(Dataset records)
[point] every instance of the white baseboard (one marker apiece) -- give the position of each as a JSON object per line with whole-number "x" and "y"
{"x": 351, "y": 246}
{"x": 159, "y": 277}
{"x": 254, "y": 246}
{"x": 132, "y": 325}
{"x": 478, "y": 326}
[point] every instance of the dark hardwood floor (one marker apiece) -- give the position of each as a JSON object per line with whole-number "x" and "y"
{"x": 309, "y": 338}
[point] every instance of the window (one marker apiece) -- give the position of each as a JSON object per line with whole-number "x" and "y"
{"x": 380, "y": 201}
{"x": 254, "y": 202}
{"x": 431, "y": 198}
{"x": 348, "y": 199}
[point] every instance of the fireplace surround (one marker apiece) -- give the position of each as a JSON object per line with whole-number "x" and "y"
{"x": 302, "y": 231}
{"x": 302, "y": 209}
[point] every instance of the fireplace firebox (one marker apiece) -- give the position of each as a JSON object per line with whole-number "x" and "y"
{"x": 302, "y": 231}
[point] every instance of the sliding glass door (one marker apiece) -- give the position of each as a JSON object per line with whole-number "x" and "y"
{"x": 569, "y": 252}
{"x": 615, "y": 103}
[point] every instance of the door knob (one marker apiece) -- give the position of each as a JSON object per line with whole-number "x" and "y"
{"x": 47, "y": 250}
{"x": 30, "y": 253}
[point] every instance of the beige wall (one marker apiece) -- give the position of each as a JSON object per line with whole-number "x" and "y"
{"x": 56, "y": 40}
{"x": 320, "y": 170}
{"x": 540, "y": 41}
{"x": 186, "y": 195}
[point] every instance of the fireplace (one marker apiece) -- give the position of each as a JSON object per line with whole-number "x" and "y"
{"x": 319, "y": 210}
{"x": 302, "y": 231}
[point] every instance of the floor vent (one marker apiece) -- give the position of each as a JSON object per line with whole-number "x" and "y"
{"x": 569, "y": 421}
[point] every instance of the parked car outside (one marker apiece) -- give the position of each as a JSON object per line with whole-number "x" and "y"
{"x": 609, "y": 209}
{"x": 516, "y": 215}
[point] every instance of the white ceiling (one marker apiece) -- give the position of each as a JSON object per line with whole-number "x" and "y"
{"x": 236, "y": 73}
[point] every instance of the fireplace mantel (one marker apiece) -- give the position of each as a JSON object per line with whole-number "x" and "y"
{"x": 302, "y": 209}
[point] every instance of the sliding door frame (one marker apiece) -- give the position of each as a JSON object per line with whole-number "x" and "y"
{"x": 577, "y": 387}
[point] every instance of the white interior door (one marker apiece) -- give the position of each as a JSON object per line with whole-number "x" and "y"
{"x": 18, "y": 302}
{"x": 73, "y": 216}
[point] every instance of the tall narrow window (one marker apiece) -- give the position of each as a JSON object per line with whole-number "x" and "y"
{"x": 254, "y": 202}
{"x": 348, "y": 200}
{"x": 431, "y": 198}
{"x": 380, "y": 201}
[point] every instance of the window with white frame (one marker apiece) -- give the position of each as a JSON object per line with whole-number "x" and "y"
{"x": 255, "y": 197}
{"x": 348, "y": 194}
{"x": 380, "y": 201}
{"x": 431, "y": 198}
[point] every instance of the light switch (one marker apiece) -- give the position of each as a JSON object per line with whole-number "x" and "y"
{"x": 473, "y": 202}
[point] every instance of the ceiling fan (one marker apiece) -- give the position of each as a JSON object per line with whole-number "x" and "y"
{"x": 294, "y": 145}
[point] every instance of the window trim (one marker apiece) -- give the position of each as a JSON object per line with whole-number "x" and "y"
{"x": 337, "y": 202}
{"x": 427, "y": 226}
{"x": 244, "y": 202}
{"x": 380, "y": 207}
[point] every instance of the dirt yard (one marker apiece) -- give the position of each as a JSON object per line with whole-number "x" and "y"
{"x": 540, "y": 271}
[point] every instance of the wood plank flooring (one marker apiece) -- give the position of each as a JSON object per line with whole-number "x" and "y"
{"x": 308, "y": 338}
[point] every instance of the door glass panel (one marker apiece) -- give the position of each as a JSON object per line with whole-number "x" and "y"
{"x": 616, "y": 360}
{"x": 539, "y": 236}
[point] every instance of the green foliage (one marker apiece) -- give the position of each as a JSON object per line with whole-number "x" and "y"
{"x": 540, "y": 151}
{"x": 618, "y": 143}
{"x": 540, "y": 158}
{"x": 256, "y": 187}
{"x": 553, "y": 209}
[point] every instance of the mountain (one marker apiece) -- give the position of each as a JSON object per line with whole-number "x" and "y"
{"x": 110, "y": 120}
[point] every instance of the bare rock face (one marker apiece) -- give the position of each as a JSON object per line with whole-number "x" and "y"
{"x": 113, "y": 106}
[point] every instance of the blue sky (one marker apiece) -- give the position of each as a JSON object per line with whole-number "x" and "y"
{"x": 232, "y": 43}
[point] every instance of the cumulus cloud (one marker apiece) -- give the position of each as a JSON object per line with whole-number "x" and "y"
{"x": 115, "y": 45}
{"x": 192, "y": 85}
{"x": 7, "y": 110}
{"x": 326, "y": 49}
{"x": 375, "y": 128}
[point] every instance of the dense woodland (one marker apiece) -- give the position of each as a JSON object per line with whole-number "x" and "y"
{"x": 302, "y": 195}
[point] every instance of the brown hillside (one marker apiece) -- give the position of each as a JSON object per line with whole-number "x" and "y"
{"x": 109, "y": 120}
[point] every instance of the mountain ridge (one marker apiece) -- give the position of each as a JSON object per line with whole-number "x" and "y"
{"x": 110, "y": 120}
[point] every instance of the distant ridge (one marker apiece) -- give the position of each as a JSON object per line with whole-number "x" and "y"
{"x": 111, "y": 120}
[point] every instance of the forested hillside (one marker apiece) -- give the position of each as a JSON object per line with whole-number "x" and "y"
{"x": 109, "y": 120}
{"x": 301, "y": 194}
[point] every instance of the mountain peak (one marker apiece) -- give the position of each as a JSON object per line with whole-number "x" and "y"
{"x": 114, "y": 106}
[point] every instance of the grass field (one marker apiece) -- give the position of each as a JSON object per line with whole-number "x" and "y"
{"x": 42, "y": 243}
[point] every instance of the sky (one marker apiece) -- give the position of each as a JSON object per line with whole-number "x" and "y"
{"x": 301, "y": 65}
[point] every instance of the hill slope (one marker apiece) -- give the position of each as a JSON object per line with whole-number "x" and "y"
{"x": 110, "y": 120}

* [ASSIGNED TASK]:
Your answer must be an exact copy of every entry above.

* [EXERCISE RESULT]:
[point] every instance of the white baseboard (one marker apiece) -- give the position of each as a JSON object per line with whole-number "x" and "y"
{"x": 351, "y": 246}
{"x": 159, "y": 277}
{"x": 254, "y": 246}
{"x": 132, "y": 325}
{"x": 478, "y": 326}
[point] every instance of the dark hardwood floor (one marker apiece) -- give the position of each as a JSON object per line with whole-number "x" and "y"
{"x": 309, "y": 338}
[point] every instance of the window (one marker apiece) -- give the position of each as a JSON object per line with whole-number "x" and "y"
{"x": 380, "y": 201}
{"x": 254, "y": 202}
{"x": 431, "y": 198}
{"x": 348, "y": 199}
[point] every instance of the fireplace surround (one marker apiece) -- give the position of each as a JSON object per line with whole-number "x" and "y"
{"x": 302, "y": 231}
{"x": 302, "y": 209}
[point] every instance of the fireplace firebox (one marker apiece) -- give the position of each as a JSON object per line with whole-number "x" and "y"
{"x": 302, "y": 231}
[point] every instance of the sliding glass door (one marker apiece) -- give the position of each as a JSON object per line with whole-number "x" and "y"
{"x": 569, "y": 252}
{"x": 615, "y": 103}
[point] every instance of the door knob (one marker apiece) -- give the position of each as a JSON object per line with whole-number "x" and "y"
{"x": 47, "y": 250}
{"x": 30, "y": 253}
[point] every instance of the beige wall (one marker apiece) -- give the position of each as a JSON object per line with whole-number "x" and "y"
{"x": 56, "y": 40}
{"x": 320, "y": 170}
{"x": 540, "y": 41}
{"x": 186, "y": 195}
[point] every instance of the fireplace (one marker apiece) -- give the position of each as a JSON object per line with whole-number "x" and "y"
{"x": 319, "y": 210}
{"x": 302, "y": 231}
[point] every instance of the floor vent (one marker apiece) -- give the position of each as a JSON object per line with whole-number "x" and "y"
{"x": 569, "y": 421}
[point] every instance of the parked car outside (one marker apiece) -- give the position of each as a JSON object per line with whole-number "x" and "y"
{"x": 609, "y": 209}
{"x": 516, "y": 215}
[point] every instance of the white ceiling (one marker apiece) -- give the position of each as a JSON object per line with whole-number "x" and "y"
{"x": 236, "y": 73}
[point] every instance of the fireplace mantel (one marker apiece) -- give the position of each as a JSON object per line with whole-number "x" and "y"
{"x": 302, "y": 209}
[point] every instance of the sliding door frame (one marker apiece) -- give the position of each as a JSON object per line with whole-number "x" and "y"
{"x": 577, "y": 387}
[point] every instance of the white interior door (one marker apiece) -- give the position of each as a JSON object per line with whole-number "x" and "y"
{"x": 18, "y": 302}
{"x": 73, "y": 216}
[point] every instance of the tall narrow window (one marker apiece) -- give the position of each as a JSON object per line with whole-number "x" and "y"
{"x": 254, "y": 202}
{"x": 348, "y": 200}
{"x": 431, "y": 198}
{"x": 380, "y": 201}
[point] every instance of the window with white frame (one marker apiece) -- give the position of each as a JSON object per line with whole-number "x" and "y"
{"x": 255, "y": 197}
{"x": 348, "y": 194}
{"x": 380, "y": 201}
{"x": 431, "y": 198}
[point] every instance of the light switch (one marker apiece) -- give the position of each as a JSON object per line with whole-number "x" and "y"
{"x": 473, "y": 202}
[point] every instance of the ceiling fan (one marker apiece) -- give the position of each as a JSON object per line with whole-number "x" and "y"
{"x": 294, "y": 145}
[point] every instance of the window trim (one marker apiece) -- give the position of each as a JSON object per line with whole-number "x" and "y"
{"x": 337, "y": 202}
{"x": 427, "y": 226}
{"x": 244, "y": 202}
{"x": 380, "y": 207}
[point] every instance of the dirt yard (one marker apiece) -- give the position of each as a JSON object per line with whole-number "x" and "y"
{"x": 540, "y": 271}
[point] every instance of the wood plank flooring (one marker apiece) -- give the position of each as a JSON object per line with whole-number "x" and "y"
{"x": 308, "y": 338}
[point] every instance of the door glass panel (one marker apiece) -- give the position of each as a JSON object per line with whole-number "x" and "y"
{"x": 616, "y": 360}
{"x": 539, "y": 236}
[point] every instance of the green foliage (one marker apiece) -- give the position of each as a JSON object per line with whole-number "x" and "y"
{"x": 540, "y": 151}
{"x": 618, "y": 143}
{"x": 540, "y": 158}
{"x": 256, "y": 187}
{"x": 553, "y": 209}
[point] every instance of the mountain (one marker apiece) -- give the position of each as a JSON object per line with whole-number "x" and "y"
{"x": 110, "y": 120}
[point] every instance of the bare rock face (one marker apiece) -- give the position of each as a JSON object per line with whole-number "x" and "y"
{"x": 113, "y": 106}
[point] every instance of the blue sky (one marker apiece) -- give the position of each as a JSON object per line with whole-number "x" and "y"
{"x": 232, "y": 43}
[point] every instance of the cumulus cloud (one marker apiece) -- give the position of each as a JSON object per line with whole-number "x" and "y"
{"x": 115, "y": 45}
{"x": 192, "y": 85}
{"x": 7, "y": 110}
{"x": 326, "y": 49}
{"x": 375, "y": 128}
[point] every instance of the dense woodland (one marker apiece) -- give the position of each as a JSON object per line with whole-number "x" and "y"
{"x": 302, "y": 195}
[point] every instance of the brown hillside (one marker apiece) -- give the position of each as a JSON object per line with whole-number "x" and "y"
{"x": 109, "y": 120}
[point] every instance of the mountain ridge (one marker apiece) -- give the position of each as a JSON object per line with whole-number "x" and "y"
{"x": 110, "y": 120}
[point] every instance of the distant ridge (one marker apiece) -- give the position of each as a JSON object per line with whole-number "x" and "y"
{"x": 111, "y": 120}
[point] every instance of the forested hillside (one marker apiece) -- give the position of each as a JSON object per line with whole-number "x" and "y"
{"x": 109, "y": 120}
{"x": 301, "y": 194}
[point] every instance of the mountain peak (one marker apiece) -- give the position of each as a JSON object per line with whole-number "x" and "y"
{"x": 114, "y": 106}
[point] every instance of the grass field (one marker apiece) -- give the position of each as a JSON object per line with whole-number "x" and "y"
{"x": 42, "y": 243}
[point] every instance of the sky (one marker apiece) -- give the position of each as a JSON object per line with whole-number "x" and "y"
{"x": 301, "y": 65}
[point] every instance of the hill slope (one marker apiece) -- give the position of each as a JSON object per line with whole-number "x" and "y"
{"x": 110, "y": 120}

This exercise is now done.